▼▼▼
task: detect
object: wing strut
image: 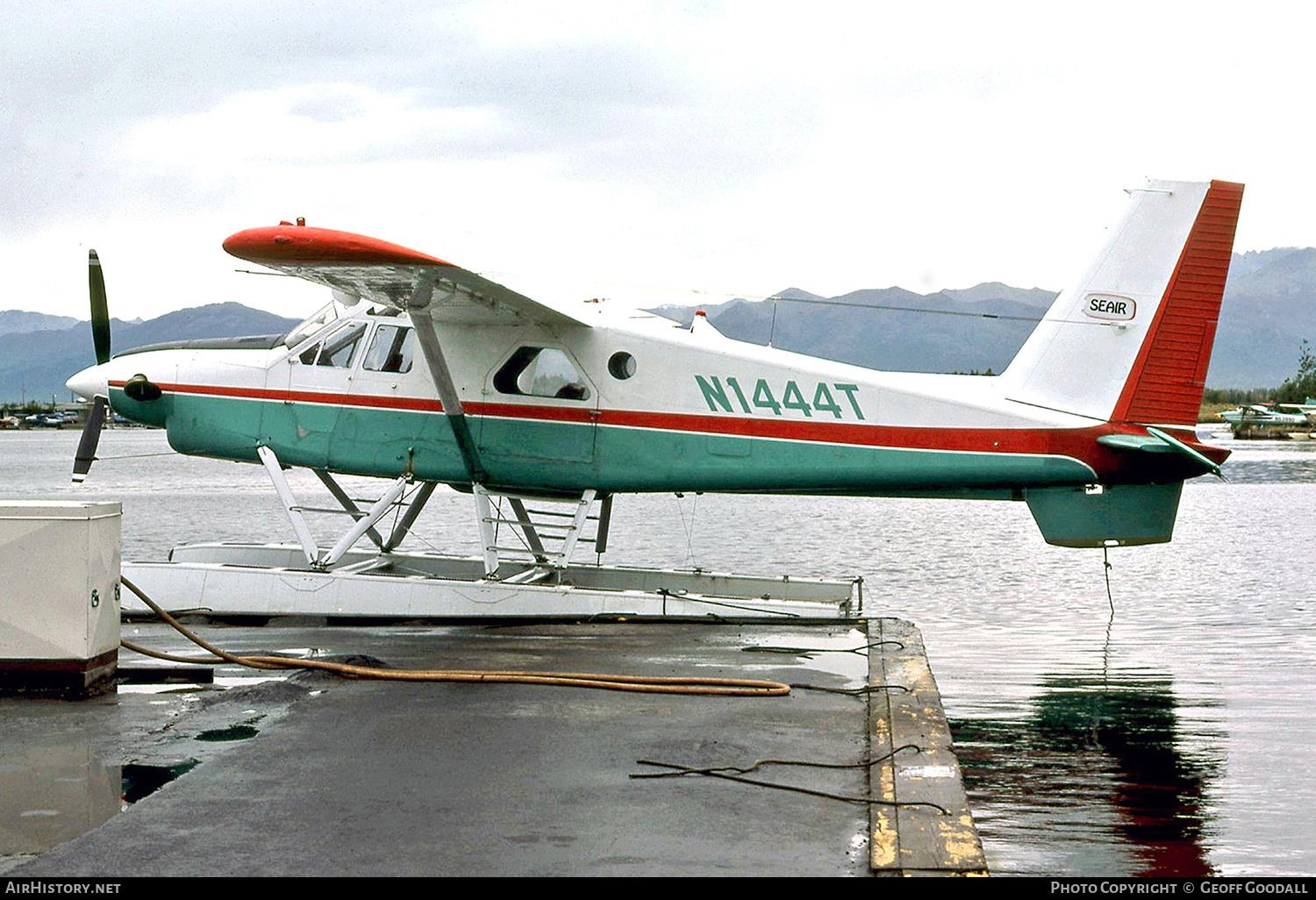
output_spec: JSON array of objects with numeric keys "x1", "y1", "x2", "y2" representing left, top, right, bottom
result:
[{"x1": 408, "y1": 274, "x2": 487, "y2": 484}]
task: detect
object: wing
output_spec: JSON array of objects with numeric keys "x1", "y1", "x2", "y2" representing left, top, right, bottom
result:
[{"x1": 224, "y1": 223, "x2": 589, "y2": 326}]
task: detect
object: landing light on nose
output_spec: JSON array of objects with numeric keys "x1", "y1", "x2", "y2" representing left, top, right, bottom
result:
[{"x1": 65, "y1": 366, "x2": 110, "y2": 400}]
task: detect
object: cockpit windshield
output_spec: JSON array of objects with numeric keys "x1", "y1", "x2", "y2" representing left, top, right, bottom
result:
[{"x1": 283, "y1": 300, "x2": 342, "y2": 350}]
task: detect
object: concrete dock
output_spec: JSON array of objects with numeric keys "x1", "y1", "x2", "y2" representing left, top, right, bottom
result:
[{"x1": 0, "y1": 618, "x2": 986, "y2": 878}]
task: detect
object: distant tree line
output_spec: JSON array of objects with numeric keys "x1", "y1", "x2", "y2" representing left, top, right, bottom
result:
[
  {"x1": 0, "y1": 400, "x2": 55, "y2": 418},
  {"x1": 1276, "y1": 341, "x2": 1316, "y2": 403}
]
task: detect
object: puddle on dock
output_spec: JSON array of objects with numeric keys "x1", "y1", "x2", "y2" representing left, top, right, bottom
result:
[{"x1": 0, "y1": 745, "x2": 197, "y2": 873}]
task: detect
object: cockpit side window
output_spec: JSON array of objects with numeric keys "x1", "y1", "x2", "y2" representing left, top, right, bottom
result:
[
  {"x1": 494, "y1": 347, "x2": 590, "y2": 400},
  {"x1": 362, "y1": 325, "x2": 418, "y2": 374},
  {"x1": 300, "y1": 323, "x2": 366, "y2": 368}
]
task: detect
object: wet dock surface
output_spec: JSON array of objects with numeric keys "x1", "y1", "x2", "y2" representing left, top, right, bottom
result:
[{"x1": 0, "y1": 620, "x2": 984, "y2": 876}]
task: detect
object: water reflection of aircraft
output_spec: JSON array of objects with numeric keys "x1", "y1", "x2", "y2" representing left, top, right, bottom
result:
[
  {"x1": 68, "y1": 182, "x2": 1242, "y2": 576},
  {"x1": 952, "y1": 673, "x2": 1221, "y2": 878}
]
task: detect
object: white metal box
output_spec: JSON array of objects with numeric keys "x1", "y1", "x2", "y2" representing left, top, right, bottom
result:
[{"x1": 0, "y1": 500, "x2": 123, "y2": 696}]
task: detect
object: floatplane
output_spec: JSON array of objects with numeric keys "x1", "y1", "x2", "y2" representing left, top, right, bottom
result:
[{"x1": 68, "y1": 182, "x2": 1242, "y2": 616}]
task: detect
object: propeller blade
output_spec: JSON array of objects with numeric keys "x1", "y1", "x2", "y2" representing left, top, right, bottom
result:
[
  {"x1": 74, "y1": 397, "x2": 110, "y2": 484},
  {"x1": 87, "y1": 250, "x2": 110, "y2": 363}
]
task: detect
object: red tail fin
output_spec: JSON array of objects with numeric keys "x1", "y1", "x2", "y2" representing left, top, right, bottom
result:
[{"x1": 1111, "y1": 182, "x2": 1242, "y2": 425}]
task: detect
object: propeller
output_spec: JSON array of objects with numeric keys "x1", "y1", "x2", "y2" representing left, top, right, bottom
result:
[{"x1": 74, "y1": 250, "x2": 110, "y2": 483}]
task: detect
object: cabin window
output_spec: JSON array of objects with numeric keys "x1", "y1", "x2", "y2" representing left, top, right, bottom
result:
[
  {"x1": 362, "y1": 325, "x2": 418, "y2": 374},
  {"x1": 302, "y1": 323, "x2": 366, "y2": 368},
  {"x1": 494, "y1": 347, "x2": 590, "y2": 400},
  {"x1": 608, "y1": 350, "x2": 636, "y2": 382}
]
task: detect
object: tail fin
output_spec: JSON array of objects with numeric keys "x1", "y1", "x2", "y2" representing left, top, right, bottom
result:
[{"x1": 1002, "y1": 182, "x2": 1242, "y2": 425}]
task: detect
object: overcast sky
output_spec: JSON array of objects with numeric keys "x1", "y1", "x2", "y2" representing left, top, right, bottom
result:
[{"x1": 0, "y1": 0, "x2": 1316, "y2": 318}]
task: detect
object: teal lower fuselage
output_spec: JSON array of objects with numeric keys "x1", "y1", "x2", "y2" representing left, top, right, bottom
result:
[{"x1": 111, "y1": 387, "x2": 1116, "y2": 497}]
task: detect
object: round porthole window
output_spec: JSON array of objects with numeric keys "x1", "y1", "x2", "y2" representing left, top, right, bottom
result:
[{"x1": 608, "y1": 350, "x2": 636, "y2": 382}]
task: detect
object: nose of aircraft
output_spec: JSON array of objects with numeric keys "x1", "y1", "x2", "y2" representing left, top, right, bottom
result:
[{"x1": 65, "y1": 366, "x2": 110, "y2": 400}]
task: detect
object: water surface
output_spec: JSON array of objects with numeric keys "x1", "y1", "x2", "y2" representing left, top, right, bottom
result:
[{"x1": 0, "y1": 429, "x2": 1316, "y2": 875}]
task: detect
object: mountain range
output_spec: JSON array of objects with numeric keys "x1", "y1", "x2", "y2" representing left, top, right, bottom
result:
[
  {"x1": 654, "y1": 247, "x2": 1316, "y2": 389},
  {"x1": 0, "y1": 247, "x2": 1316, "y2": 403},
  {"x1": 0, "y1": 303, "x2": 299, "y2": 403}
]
▲▲▲
▼▼▼
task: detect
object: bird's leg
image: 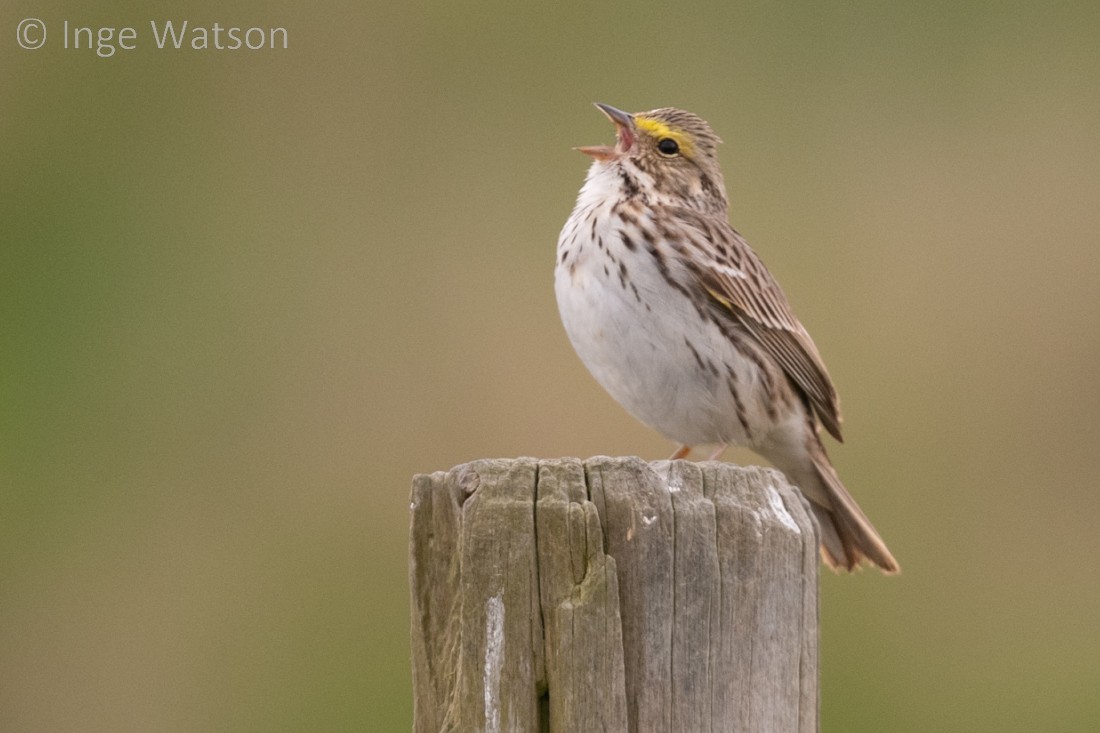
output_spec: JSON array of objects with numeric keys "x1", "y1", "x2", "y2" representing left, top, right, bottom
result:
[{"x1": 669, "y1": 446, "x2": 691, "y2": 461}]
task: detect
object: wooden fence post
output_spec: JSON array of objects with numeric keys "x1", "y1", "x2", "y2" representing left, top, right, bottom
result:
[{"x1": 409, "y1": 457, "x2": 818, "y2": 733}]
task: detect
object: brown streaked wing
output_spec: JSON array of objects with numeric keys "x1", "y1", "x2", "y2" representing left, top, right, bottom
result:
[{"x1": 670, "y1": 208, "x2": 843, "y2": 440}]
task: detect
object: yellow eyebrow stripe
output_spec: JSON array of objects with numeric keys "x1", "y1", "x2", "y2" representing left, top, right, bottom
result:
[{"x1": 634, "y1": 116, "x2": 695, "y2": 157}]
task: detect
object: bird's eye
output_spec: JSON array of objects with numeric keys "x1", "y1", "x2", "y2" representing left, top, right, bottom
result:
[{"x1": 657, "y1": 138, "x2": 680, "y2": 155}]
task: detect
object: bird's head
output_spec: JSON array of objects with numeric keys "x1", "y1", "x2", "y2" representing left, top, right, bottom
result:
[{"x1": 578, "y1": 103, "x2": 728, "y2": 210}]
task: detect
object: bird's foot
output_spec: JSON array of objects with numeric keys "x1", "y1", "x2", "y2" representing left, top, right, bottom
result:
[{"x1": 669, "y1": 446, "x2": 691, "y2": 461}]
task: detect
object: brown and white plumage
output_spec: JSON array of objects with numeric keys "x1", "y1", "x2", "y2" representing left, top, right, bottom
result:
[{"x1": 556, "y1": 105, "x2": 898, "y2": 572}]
▲▲▲
▼▼▼
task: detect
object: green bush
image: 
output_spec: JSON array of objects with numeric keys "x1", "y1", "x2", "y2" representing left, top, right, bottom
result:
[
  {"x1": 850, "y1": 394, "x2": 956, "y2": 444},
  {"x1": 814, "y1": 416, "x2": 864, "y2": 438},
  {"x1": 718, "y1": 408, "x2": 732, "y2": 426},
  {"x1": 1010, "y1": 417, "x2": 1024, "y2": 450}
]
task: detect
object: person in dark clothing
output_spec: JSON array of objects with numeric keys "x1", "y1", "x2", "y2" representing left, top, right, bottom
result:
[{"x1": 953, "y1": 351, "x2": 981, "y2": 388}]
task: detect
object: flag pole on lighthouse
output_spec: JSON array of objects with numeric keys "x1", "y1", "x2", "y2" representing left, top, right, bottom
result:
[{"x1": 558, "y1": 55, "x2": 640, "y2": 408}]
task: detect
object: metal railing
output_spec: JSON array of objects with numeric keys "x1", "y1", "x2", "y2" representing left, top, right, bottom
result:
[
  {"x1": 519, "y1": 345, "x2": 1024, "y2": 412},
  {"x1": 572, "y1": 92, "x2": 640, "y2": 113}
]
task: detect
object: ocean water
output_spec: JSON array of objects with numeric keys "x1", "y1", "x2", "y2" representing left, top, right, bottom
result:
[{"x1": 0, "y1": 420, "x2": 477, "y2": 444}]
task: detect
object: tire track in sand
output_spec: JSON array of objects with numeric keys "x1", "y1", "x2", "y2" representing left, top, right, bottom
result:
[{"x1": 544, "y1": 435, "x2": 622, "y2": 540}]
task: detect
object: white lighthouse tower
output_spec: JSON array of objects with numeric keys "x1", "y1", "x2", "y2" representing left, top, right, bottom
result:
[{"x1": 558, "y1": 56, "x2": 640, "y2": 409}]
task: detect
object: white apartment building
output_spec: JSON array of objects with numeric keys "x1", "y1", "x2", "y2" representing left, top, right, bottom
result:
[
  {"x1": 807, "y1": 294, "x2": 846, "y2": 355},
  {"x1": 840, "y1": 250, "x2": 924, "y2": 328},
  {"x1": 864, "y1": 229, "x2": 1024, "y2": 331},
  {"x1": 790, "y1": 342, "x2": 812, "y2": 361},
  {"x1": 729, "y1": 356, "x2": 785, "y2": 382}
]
▲▲▲
Problem to work on -> Pick out every line of the records that contains the string "bird", and copy each one. Case counts.

Full solution ->
object: bird's leg
object: bird's eye
object: bird's head
object: bird's foot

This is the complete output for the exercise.